__Quoted passage__.
Illustration: Kerrie Leishman

I've never been impressed by those economists who think they can use their little pocket model of the economy to explain every aspect of life. Who want to understand the search for a partner by thinking of marriage as a market. Who think the only motivation – the only emotion – is the desire to make a buck.

On the other hand, if economics is, as one great economist said, the study of the daily business of life, if none of us could exist without the wherewithal to pay for food, clothing, shelter and much else, if most of us have to work to earn that wherewithal, and if most of our time is devoted to producing and consuming, then it's hardly likely that big changes in the economy and education and technology have no effect on such things as marriage.

(While I'm on the topic, I'm never impressed by people who profess to have a soul above such a venal and boring subject as economics. Just threaten to cut their income and see if they're still so uninterested.)

Illustration: Andrew Dyson

Illustration: Andrew Dyson

So I thought it worth explaining the theories of two academic economists, Betsey Stevenson and Justin Wolfers. Wolfers is the young Sydney economist, long resident in America, who's most likely to make a name for himself in international economics circles. Already has, really.

Wolfers has taken time off from his job as a professor at the University of Michigan while his partner, Stevenson, is working in Washington as an adviser to President Obama.

__Entries shown__.

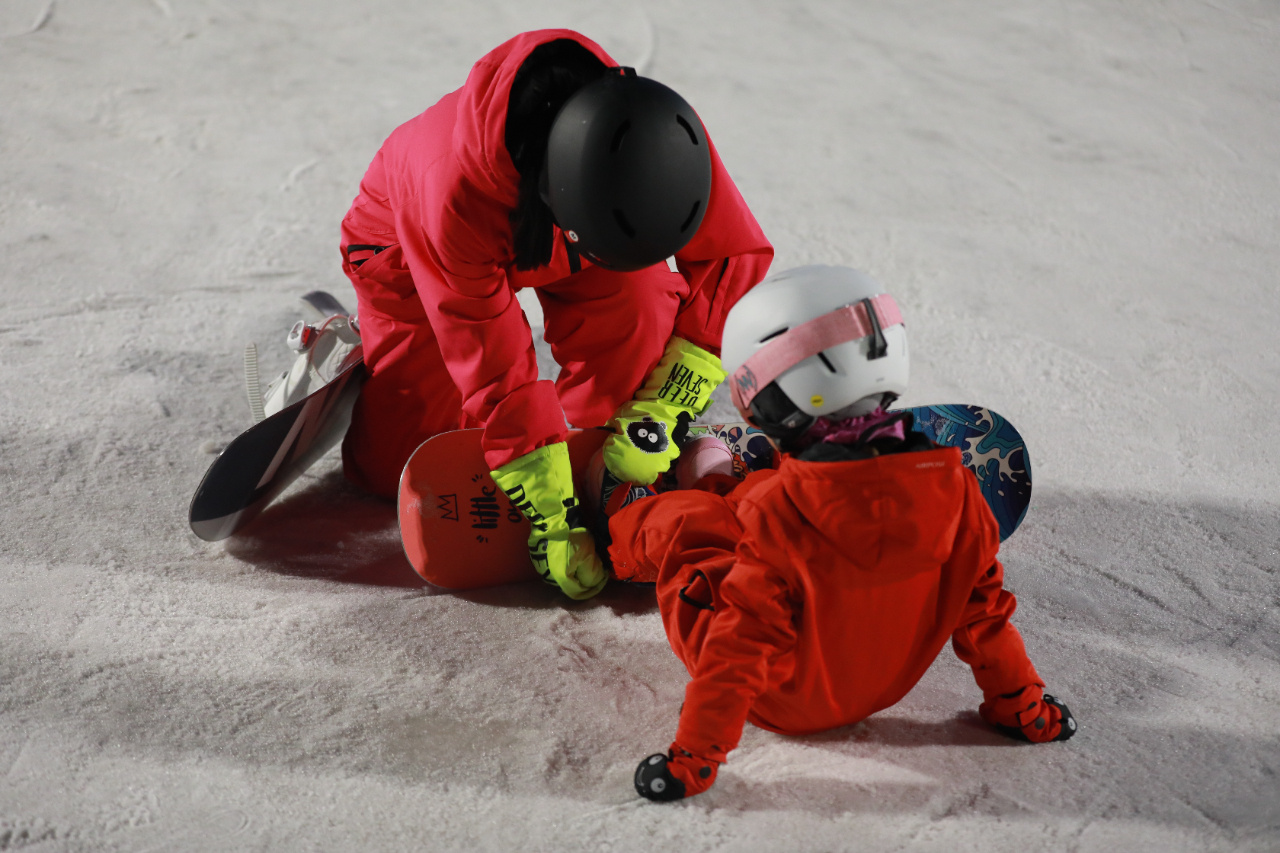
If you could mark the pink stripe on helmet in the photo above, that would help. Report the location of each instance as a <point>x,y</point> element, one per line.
<point>791,347</point>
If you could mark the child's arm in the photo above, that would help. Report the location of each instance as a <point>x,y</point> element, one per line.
<point>1014,694</point>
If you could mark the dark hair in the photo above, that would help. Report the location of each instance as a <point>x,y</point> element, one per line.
<point>545,80</point>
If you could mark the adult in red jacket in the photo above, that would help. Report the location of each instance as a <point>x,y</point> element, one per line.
<point>553,169</point>
<point>813,596</point>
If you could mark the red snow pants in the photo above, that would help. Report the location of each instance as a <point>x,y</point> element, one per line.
<point>606,329</point>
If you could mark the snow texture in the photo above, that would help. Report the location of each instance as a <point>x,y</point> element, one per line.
<point>1077,204</point>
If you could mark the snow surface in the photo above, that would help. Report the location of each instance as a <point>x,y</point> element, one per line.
<point>1078,206</point>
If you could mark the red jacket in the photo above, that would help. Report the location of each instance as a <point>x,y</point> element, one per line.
<point>833,587</point>
<point>442,187</point>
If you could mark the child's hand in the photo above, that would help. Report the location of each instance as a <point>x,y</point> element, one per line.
<point>675,775</point>
<point>1029,715</point>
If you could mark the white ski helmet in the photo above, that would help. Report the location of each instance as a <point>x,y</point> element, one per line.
<point>813,341</point>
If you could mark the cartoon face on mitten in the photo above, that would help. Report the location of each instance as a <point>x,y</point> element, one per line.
<point>648,436</point>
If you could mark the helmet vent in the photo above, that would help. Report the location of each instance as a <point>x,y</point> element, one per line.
<point>773,334</point>
<point>690,217</point>
<point>624,224</point>
<point>618,136</point>
<point>689,129</point>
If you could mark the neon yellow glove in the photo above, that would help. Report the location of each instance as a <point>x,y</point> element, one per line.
<point>641,447</point>
<point>542,486</point>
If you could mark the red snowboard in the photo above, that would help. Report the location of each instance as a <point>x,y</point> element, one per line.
<point>458,528</point>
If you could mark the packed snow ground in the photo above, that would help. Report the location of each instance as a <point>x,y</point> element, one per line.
<point>1078,206</point>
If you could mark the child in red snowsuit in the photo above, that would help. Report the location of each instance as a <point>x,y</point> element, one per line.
<point>476,199</point>
<point>816,594</point>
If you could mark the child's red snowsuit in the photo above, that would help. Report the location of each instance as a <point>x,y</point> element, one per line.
<point>817,594</point>
<point>428,247</point>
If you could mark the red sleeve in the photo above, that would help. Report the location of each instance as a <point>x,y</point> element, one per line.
<point>484,337</point>
<point>749,633</point>
<point>726,258</point>
<point>987,639</point>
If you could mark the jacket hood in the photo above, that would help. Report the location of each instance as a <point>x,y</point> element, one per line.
<point>903,510</point>
<point>479,133</point>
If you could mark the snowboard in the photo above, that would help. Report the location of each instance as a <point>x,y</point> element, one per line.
<point>460,530</point>
<point>265,459</point>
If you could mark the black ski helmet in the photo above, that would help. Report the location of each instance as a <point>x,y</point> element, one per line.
<point>629,170</point>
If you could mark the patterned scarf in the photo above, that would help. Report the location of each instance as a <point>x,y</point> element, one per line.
<point>854,430</point>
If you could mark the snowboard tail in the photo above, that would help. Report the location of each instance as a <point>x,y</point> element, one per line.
<point>268,457</point>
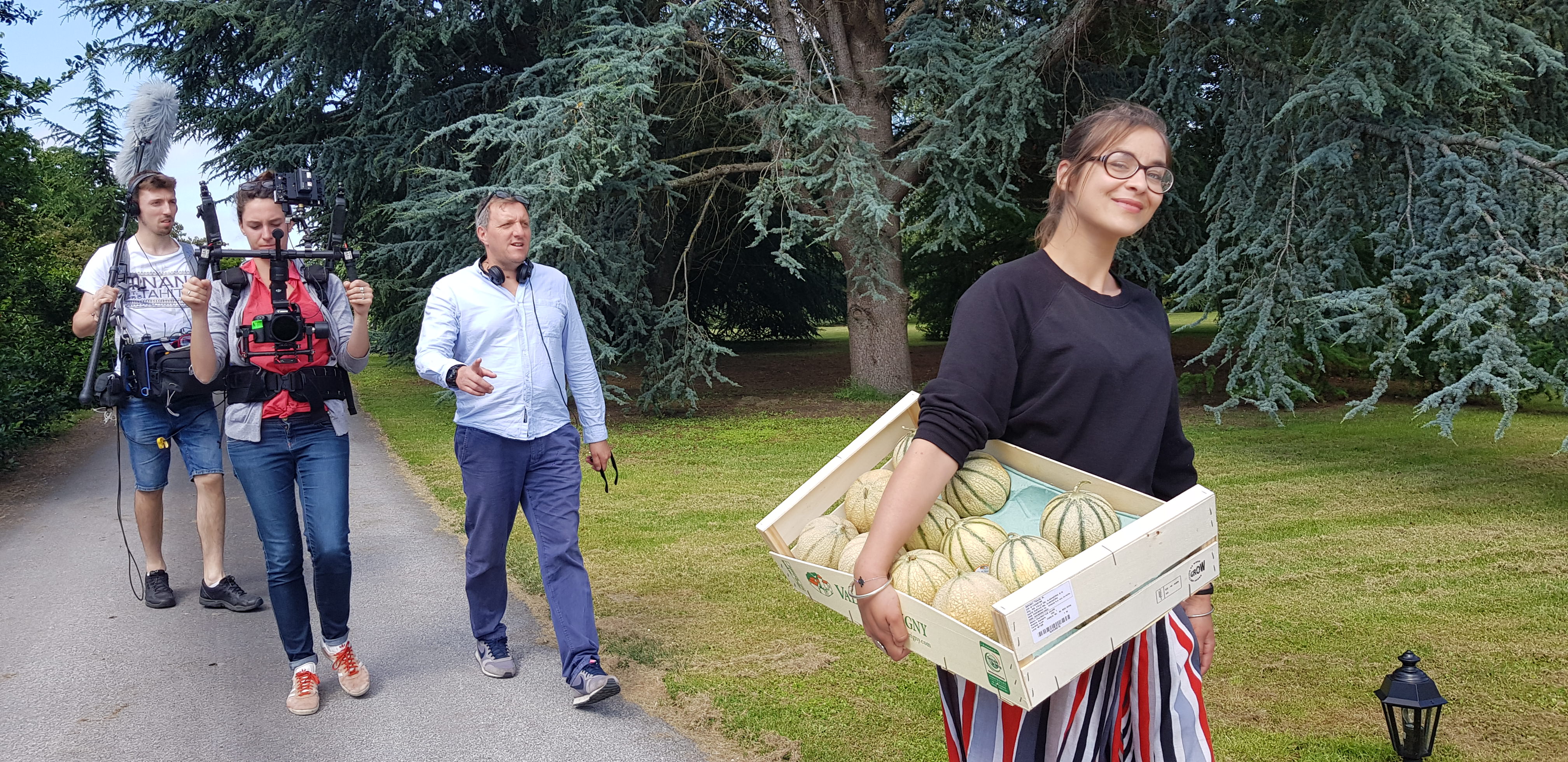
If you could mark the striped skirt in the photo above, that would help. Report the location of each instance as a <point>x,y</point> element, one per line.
<point>1144,703</point>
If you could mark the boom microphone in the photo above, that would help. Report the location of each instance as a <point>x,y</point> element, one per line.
<point>151,123</point>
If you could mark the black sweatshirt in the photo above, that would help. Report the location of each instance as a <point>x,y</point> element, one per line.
<point>1048,364</point>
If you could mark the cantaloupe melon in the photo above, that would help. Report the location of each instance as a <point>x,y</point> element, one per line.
<point>973,542</point>
<point>831,521</point>
<point>822,542</point>
<point>929,535</point>
<point>852,552</point>
<point>899,451</point>
<point>981,487</point>
<point>921,575</point>
<point>968,598</point>
<point>1078,519</point>
<point>860,501</point>
<point>1023,559</point>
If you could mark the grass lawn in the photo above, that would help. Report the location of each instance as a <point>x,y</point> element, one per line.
<point>1343,545</point>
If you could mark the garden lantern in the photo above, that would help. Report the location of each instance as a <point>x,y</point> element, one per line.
<point>1412,706</point>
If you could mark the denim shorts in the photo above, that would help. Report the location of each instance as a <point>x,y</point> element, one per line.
<point>192,424</point>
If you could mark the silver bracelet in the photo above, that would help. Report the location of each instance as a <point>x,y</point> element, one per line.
<point>863,596</point>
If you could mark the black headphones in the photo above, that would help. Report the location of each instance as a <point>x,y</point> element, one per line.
<point>499,278</point>
<point>132,208</point>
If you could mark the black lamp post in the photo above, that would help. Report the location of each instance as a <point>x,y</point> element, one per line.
<point>1412,706</point>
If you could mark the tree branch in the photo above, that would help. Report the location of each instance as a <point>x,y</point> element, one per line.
<point>1399,134</point>
<point>716,60</point>
<point>904,18</point>
<point>722,170</point>
<point>716,150</point>
<point>1067,35</point>
<point>1492,223</point>
<point>905,140</point>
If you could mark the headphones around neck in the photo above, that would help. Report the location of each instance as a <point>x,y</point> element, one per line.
<point>132,208</point>
<point>499,278</point>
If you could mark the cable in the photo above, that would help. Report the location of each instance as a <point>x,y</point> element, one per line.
<point>538,327</point>
<point>132,568</point>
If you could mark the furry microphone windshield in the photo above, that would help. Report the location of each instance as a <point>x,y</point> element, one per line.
<point>151,124</point>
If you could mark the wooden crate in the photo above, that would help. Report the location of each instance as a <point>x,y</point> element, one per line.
<point>1059,625</point>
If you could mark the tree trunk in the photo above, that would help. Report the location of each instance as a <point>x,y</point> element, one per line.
<point>880,328</point>
<point>857,32</point>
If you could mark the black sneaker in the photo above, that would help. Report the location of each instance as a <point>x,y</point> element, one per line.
<point>228,595</point>
<point>158,593</point>
<point>593,686</point>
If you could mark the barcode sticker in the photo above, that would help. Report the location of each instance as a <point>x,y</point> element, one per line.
<point>1053,612</point>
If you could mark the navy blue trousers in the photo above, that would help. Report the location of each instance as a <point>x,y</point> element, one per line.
<point>543,475</point>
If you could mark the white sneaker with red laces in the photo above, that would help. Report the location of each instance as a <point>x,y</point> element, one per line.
<point>352,675</point>
<point>305,697</point>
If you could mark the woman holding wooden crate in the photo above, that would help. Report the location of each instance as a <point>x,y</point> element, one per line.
<point>1059,357</point>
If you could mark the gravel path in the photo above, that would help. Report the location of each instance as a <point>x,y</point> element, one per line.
<point>87,672</point>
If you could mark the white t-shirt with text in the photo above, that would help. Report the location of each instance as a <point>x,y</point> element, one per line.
<point>153,289</point>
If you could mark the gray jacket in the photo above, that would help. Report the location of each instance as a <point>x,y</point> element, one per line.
<point>243,421</point>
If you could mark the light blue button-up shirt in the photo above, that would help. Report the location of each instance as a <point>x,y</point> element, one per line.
<point>532,341</point>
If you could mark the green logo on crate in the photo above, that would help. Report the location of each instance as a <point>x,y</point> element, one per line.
<point>993,667</point>
<point>821,584</point>
<point>794,579</point>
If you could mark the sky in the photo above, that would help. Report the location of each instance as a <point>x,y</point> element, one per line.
<point>41,49</point>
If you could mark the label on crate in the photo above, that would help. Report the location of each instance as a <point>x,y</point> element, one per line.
<point>1051,612</point>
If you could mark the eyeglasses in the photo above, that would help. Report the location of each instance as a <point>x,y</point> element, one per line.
<point>1123,165</point>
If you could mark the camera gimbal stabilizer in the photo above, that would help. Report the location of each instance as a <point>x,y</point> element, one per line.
<point>284,328</point>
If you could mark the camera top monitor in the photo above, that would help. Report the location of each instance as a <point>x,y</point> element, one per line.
<point>299,187</point>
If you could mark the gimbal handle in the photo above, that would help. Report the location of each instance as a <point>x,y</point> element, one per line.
<point>349,256</point>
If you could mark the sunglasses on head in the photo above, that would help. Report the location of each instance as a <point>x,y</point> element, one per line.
<point>520,198</point>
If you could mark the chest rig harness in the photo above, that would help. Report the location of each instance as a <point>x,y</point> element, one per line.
<point>290,339</point>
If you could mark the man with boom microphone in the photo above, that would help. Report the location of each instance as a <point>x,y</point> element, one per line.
<point>153,316</point>
<point>515,438</point>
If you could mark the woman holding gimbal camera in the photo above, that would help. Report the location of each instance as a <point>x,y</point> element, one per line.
<point>287,422</point>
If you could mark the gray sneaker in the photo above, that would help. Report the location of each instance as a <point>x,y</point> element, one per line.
<point>593,686</point>
<point>495,659</point>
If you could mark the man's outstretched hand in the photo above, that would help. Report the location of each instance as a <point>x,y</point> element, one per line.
<point>600,455</point>
<point>471,378</point>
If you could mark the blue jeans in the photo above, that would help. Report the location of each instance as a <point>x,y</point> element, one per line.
<point>192,424</point>
<point>314,457</point>
<point>545,477</point>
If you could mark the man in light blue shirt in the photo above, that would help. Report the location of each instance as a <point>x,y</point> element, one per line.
<point>507,338</point>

__Tasks__.
A. Answer these from the column on economics and marriage:
(i) According to the great economist it cites, what is economics the study of?
(ii) At which university is Wolfers a professor?
(iii) In what city and role is Stevenson working?
B. Quote the column on economics and marriage word for word, from "I've never been" up to and including "things as marriage.".

__Task solutions__.
A.
(i) The daily business of life.
(ii) The University of Michigan.
(iii) In Washington, as an adviser to President Obama.

B.
I've never been impressed by those economists who think they can use their little pocket model of the economy to explain every aspect of life. Who want to understand the search for a partner by thinking of marriage as a market. Who think the only motivation – the only emotion – is the desire to make a buck.

On the other hand, if economics is, as one great economist said, the study of the daily business of life, if none of us could exist without the wherewithal to pay for food, clothing, shelter and much else, if most of us have to work to earn that wherewithal, and if most of our time is devoted to producing and consuming, then it's hardly likely that big changes in the economy and education and technology have no effect on such things as marriage.